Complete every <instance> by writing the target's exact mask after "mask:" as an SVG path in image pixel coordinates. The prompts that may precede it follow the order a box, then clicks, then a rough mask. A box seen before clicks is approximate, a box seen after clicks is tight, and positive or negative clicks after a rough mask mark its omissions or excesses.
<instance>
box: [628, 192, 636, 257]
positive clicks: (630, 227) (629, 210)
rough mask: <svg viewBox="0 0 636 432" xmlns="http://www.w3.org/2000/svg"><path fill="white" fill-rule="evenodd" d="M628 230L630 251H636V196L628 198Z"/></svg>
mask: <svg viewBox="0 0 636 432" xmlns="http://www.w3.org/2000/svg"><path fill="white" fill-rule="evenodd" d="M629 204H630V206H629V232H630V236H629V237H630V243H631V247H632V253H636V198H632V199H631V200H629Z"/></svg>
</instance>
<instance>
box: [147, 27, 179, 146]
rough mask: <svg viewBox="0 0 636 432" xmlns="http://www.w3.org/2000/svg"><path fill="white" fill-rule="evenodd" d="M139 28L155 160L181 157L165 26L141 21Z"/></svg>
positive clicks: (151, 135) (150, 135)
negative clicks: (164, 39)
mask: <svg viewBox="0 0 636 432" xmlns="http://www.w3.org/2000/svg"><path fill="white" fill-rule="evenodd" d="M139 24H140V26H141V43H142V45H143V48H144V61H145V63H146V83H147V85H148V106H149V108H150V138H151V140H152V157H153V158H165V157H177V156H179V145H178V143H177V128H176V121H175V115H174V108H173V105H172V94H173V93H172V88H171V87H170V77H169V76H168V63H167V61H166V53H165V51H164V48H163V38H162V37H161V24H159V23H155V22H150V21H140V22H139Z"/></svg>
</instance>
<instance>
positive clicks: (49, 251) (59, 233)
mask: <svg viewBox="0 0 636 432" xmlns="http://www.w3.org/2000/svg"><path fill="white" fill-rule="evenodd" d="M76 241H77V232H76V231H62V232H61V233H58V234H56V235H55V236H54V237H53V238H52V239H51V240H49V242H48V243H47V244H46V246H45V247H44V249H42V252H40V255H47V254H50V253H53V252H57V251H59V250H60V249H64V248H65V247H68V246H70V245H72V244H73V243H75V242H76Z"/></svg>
====================
__WORK INSTRUCTION__: Output the material in full, matching it word for word.

__FINISHED EXERCISE__:
Complete every <instance> by writing the target's exact mask after "mask:" as an SVG path in image pixel coordinates. The prompts that may precede it follow the order a box, then clicks, then a rough mask. A box seen before clicks is approximate, a box seen after clicks is tight, and positive or negative clicks after a rough mask mark its omissions or excesses.
<instance>
box: [628, 192, 636, 257]
positive clicks: (630, 227) (629, 210)
rough mask: <svg viewBox="0 0 636 432" xmlns="http://www.w3.org/2000/svg"><path fill="white" fill-rule="evenodd" d="M628 230L630 251H636V196L628 198Z"/></svg>
mask: <svg viewBox="0 0 636 432" xmlns="http://www.w3.org/2000/svg"><path fill="white" fill-rule="evenodd" d="M629 204H630V206H629V232H630V236H629V237H630V243H631V247H632V253H636V198H632V199H631V200H629Z"/></svg>
</instance>
<instance>
box: [147, 27, 179, 146]
rough mask: <svg viewBox="0 0 636 432" xmlns="http://www.w3.org/2000/svg"><path fill="white" fill-rule="evenodd" d="M139 28L155 160L181 157L165 26L141 21Z"/></svg>
positive clicks: (151, 135) (150, 135)
negative clicks: (164, 39)
mask: <svg viewBox="0 0 636 432" xmlns="http://www.w3.org/2000/svg"><path fill="white" fill-rule="evenodd" d="M139 24H140V26H141V43H142V45H143V48H144V61H145V63H146V83H147V85H148V106H149V108H150V138H151V140H152V157H153V158H165V157H177V156H179V145H178V143H177V128H176V121H175V115H174V108H173V105H172V94H173V93H172V88H171V87H170V77H169V76H168V63H167V61H166V53H165V51H164V48H163V38H162V37H161V24H159V23H155V22H150V21H140V22H139Z"/></svg>
</instance>
<instance>
positive clicks: (49, 251) (59, 233)
mask: <svg viewBox="0 0 636 432" xmlns="http://www.w3.org/2000/svg"><path fill="white" fill-rule="evenodd" d="M76 241H77V232H76V231H62V232H61V233H58V234H56V235H55V236H54V237H53V238H52V239H51V240H49V242H48V243H47V244H46V246H45V247H44V249H42V252H40V255H47V254H50V253H53V252H57V251H59V250H60V249H64V248H65V247H68V246H70V245H72V244H73V243H75V242H76Z"/></svg>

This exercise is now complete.